== Problem statement ==
Would you retype each record exactly as given?

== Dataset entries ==

*** Begin section ***

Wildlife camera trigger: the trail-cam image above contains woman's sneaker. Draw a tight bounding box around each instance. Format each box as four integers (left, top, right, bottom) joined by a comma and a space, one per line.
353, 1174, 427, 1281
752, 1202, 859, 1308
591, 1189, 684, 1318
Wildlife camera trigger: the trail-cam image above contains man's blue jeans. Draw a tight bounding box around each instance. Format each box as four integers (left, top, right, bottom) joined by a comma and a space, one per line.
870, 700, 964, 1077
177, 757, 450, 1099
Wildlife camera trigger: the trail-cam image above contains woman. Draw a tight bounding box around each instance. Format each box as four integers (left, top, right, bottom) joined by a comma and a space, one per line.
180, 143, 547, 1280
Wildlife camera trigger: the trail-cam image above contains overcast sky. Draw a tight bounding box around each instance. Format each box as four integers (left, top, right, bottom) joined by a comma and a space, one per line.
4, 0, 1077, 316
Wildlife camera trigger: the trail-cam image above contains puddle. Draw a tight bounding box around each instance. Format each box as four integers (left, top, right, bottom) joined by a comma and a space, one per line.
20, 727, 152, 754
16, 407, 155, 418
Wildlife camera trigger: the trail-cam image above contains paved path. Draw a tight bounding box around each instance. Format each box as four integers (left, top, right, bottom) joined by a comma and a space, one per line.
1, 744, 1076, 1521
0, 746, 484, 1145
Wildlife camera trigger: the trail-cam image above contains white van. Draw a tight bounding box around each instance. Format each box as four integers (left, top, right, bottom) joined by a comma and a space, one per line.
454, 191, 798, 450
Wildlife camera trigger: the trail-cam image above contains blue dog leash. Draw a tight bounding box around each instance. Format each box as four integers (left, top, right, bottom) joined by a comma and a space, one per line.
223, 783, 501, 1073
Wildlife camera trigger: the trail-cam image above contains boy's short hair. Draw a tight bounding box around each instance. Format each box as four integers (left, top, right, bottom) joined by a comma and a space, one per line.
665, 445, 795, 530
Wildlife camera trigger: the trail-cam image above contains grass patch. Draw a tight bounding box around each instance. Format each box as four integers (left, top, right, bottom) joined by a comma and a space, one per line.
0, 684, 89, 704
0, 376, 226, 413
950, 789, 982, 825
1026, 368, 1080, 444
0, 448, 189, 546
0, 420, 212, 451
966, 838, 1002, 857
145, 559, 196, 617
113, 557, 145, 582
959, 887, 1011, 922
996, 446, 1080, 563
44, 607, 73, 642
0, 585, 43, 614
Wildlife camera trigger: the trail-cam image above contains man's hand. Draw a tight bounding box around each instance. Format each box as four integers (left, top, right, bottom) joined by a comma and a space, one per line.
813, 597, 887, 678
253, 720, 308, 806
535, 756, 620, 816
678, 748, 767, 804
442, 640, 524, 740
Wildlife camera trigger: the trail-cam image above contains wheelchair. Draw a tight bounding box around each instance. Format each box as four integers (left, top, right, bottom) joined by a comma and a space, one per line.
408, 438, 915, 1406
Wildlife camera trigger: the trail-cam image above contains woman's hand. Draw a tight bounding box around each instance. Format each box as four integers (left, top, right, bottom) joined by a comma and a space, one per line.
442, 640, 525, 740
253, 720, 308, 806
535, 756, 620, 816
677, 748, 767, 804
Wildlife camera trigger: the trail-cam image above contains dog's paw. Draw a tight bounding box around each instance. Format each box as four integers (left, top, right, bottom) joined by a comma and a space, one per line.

*** End section ***

== Exercise output ==
Wildlife camera trigger: the trail-cam image above contains woman's sneaker. Draw a tight bounding box around each instance. Format each box as four integers (left, top, right, bottom) joined by a comma and a space, one per line.
353, 1174, 427, 1281
752, 1202, 859, 1308
591, 1189, 684, 1318
Wildlife camera trigger: the trail-cam image above contains man's blue jeans. Draw a tight bounding box around each instance. Format each box as four integers (left, top, right, bottom) joined by a comma and a space, one per line.
870, 700, 964, 1077
177, 757, 450, 1099
Wildlife camera trigger: the trail-cam image above contains woman. Draw a tight bounding box around each instance. Format each box as four integers (left, top, right, bottom) joined by a comma and a space, one per line.
180, 143, 547, 1280
Wildlife camera trigger: the trail-cam image above contains overcast sky. Draw a tight bounding box around each instance. Format each box as four integers (left, top, right, bottom) joined by a comma and a space, one per line.
4, 0, 1077, 316
Wildlife camera trigger: the trail-cam image above contains puddle. Draw a tight bounding box around each instance. Format each box as four integers (left, top, right, bottom) joined by a comma and a space, one per line.
20, 727, 152, 754
16, 407, 155, 418
Wildlife camera trigger: the trail-cam image above contains paved path. Draw a tight bounding box around each instance. Format each box as four integers (left, top, right, bottom) joined by a comma and a space, one per line.
1, 744, 1076, 1521
0, 746, 484, 1145
Wildlife camera trigger: the trail-cam image above contains white van. Draw a tight bounding box around each instance. Format each box as four integers (left, top, right, bottom) joined by a comma and a space, one per line.
454, 191, 798, 450
Wildlife camera trigger: the trail-cam image above contains blue dog leash. Draw a tight bounding box around each instance. Format each box as four integers (left, top, right, bottom) joined by a comma and a space, one per line.
223, 783, 501, 1073
Wildlife camera trigger: the trail-cam image above contains boy's short hair. Draw a tight bounding box around each instance. Format each box as four integers (left, top, right, bottom) joined by a comma and a space, one per line.
665, 445, 795, 530
Wildlife camera trigger: the trail-cam image above contains grass patch. Draw a tight bounding box around each instance. Format each box as four integers (left, top, right, bottom) joined by a comma and a space, one per line.
0, 684, 89, 704
0, 376, 226, 413
950, 789, 982, 825
1026, 368, 1080, 444
0, 448, 189, 546
0, 420, 212, 451
966, 838, 1002, 857
145, 559, 196, 617
113, 557, 145, 582
959, 887, 1011, 922
996, 446, 1080, 563
44, 607, 73, 642
0, 585, 43, 614
Wildlife camera trigger: the trail-cam image above contains man's hand. Draw a tight bounding box around each instance. Format each box as four integers (left, top, right, bottom) joined by a comma and a space, one per line.
813, 597, 887, 678
253, 720, 308, 806
535, 756, 620, 816
678, 748, 767, 804
442, 640, 524, 740
Wildlife camera trigger: the trail-cam image above contains wheelchair. Draw a tight bounding box around each instance. Format each box as four integers (left, top, right, bottom) joined by a comma and a space, one per line.
408, 438, 915, 1406
Wildlife camera trigger: the trail-cam image above contains woman's hand. Draw a tight bounding box around each instance. Format each box as four integers (left, top, right, bottom) joined by a comma and a space, one per line.
442, 640, 525, 740
253, 720, 308, 806
535, 756, 620, 816
677, 748, 767, 804
Wildlife camera trigger: the trail-cam image above contains dog's paw. Draw a tight bounding box around each instance. Format each box as four integers (left, top, right, bottom) joined by a comma and a space, one per line.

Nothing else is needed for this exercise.